BRANO FORNITO:
Recensione “Tessere di Luce”
In una citazione tratta dal “Discorso sulla poesia”, Quasimodo afferma: “La posizione del poeta non può essere passiva nella società; egli modifica il mondo. Le sue immagini forti, quelle create, battono sul cuore dell’uomo più della filosofia e della storia. La poesia si trasforma in etica, proprio per la sua resa di bellezza: la sua responsabilità è in diretto rapporto con la sua perfezione… Un poeta è tale quando non rinuncia alla sua presenza in una data terra, in un tempo esatto, definito politicamente.”
Questa asserzione si può allargare all’artista in generale, e allo scrittore in particolare, è riduttivo circoscriverla al poeta. La differenza tra lo “scrivente” e lo “scrittore”, per dirla come Elsa Morante, sta proprio in questo: ossia nella capacità dello scrittore di entrare in una relazione così profonda con la realtà che lo circonda, da individuarne impietosamente le lesioni, e di servirsi della scrittura come di un raggio di luce che, illuminandole, permette di estirparle. Quindi lo scrittore non si appiattisce sui dettami imposti dalla società in cui vive, ma al contrario, ad essi si contrappone.
Da qui il titolo dato all’antologia “Tessere di luce”: le autrici Antonella Chinnici, Alessandra Colonna Romano, Daniela Musumeci, con il contributo di Vito Lo Scrudato, percorrono un cammino all’interno della letteratura siciliana, dal Duecento fino ad oggi, inanellando, uno dopo l’altro, i contributi che ciascuno degli scrittori selezionati ha dato, al fine della ricostruzione delle caratteristiche e dei mali dell’epoca in cui ha vissuto. Si tratta di un excursus che tiene conto anche dell’evoluzione del dialetto siciliano, essendo grande parte della produzione letteraria isolana scritta in vernacolo.

Righe di un dataset:
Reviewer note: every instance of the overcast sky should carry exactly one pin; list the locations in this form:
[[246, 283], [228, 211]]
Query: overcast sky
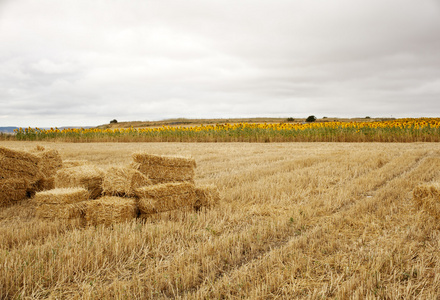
[[86, 62]]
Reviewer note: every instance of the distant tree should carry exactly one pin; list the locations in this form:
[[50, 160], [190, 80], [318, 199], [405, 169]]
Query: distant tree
[[311, 119]]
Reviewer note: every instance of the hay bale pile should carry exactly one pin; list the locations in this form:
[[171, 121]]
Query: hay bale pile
[[50, 162], [152, 184], [87, 176], [163, 169], [19, 170], [61, 203], [427, 198], [108, 210], [122, 181]]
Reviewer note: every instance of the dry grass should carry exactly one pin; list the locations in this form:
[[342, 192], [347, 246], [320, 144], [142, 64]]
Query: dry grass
[[310, 221], [89, 177]]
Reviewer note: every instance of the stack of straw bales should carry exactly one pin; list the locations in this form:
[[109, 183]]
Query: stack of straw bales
[[165, 197], [18, 172], [50, 162], [87, 176], [207, 196], [163, 169], [61, 203], [65, 190], [427, 198], [108, 210], [122, 181]]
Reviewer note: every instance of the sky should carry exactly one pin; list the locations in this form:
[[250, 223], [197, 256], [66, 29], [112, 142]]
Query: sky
[[86, 62]]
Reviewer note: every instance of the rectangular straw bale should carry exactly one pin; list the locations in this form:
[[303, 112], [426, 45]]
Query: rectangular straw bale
[[88, 176], [165, 197], [162, 160], [12, 190], [18, 164], [109, 209], [50, 161], [121, 181], [164, 174], [162, 169], [43, 184], [68, 163], [62, 196], [206, 196], [61, 211], [427, 198]]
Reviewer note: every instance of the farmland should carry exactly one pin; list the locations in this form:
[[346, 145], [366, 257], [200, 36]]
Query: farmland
[[400, 130], [296, 220]]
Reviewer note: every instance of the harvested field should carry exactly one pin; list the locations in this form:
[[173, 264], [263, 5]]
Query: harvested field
[[295, 220]]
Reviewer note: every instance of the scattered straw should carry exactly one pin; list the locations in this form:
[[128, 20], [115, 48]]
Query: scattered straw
[[108, 210], [427, 198]]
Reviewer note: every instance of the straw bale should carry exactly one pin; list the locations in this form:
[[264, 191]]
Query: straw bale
[[121, 181], [427, 198], [18, 164], [12, 190], [43, 184], [207, 196], [50, 161], [62, 196], [109, 209], [61, 211], [164, 174], [88, 176], [68, 163], [165, 197], [162, 160]]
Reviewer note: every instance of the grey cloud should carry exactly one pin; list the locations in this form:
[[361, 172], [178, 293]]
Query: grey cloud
[[93, 61]]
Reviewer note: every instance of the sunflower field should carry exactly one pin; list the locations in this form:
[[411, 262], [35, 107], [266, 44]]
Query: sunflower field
[[399, 130]]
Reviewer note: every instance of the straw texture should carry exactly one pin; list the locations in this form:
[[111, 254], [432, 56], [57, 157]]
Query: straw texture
[[61, 211], [122, 181], [18, 164], [88, 176], [427, 198], [165, 197], [62, 196], [108, 210], [69, 163], [12, 190], [162, 169], [206, 196]]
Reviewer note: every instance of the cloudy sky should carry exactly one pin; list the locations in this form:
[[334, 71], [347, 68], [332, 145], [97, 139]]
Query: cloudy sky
[[86, 62]]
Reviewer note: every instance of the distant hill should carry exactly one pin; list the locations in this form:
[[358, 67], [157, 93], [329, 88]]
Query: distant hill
[[9, 129], [195, 122]]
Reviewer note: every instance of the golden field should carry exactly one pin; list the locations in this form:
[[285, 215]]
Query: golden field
[[296, 220], [396, 130]]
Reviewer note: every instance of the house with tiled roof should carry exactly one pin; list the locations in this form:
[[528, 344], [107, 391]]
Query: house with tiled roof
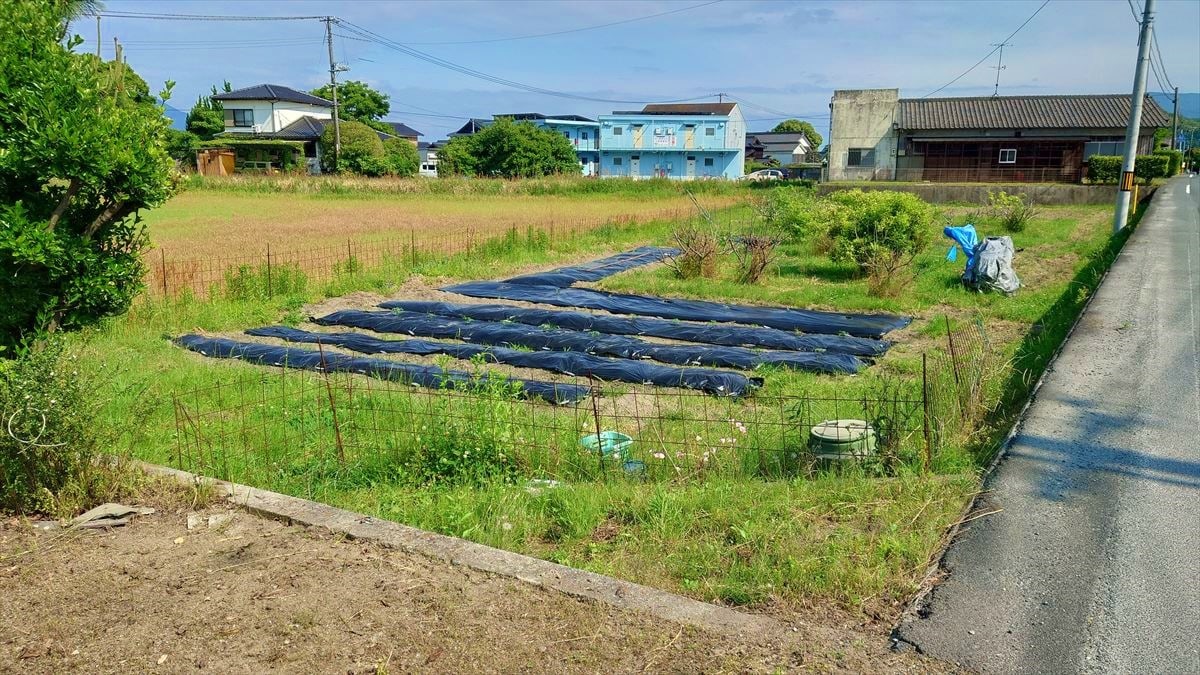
[[875, 135]]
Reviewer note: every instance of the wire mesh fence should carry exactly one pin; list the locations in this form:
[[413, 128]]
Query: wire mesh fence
[[304, 432], [274, 270]]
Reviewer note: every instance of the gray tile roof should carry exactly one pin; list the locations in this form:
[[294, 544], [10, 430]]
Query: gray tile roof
[[1093, 111], [271, 93]]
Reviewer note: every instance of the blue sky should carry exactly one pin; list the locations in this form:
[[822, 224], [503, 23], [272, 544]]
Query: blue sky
[[774, 57]]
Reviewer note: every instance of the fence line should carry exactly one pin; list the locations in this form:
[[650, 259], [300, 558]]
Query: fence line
[[303, 431]]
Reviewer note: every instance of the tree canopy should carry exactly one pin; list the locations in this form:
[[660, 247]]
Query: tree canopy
[[81, 155], [509, 149], [358, 101], [801, 126]]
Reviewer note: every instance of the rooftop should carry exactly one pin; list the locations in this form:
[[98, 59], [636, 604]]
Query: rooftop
[[1090, 111], [271, 93]]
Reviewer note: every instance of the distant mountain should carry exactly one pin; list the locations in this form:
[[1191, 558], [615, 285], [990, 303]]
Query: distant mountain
[[1189, 103]]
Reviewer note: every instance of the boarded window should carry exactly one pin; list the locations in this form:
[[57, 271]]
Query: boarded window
[[861, 157]]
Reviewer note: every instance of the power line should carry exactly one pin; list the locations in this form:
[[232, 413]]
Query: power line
[[988, 55], [471, 72], [171, 17], [569, 30]]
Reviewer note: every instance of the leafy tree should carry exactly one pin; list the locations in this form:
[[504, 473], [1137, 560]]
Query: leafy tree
[[81, 156], [207, 117], [801, 126], [509, 149], [361, 150], [358, 101], [401, 156]]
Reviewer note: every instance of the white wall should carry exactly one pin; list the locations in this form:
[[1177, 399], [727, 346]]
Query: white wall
[[271, 117]]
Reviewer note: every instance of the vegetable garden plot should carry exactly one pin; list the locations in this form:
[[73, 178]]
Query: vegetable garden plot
[[732, 335], [334, 362], [784, 318], [721, 383], [599, 269], [508, 334]]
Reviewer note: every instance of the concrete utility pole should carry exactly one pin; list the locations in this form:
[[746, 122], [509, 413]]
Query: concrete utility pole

COSA FARE:
**A.** Secondo la recensione, quale arco di tempo della letteratura siciliana attraversa l'antologia?
**B.** Ricopia alla lettera il passo della recensione che comincia con le parole "Da qui il titolo" e fermati dopo le parole "scritta in vernacolo.".
I record non servono per questo esercizio.

SOLUZIONI:
**A.** Dal Duecento fino ad oggi.

**B.**
Da qui il titolo dato all’antologia “Tessere di luce”: le autrici Antonella Chinnici, Alessandra Colonna Romano, Daniela Musumeci, con il contributo di Vito Lo Scrudato, percorrono un cammino all’interno della letteratura siciliana, dal Duecento fino ad oggi, inanellando, uno dopo l’altro, i contributi che ciascuno degli scrittori selezionati ha dato, al fine della ricostruzione delle caratteristiche e dei mali dell’epoca in cui ha vissuto. Si tratta di un excursus che tiene conto anche dell’evoluzione del dialetto siciliano, essendo grande parte della produzione letteraria isolana scritta in vernacolo.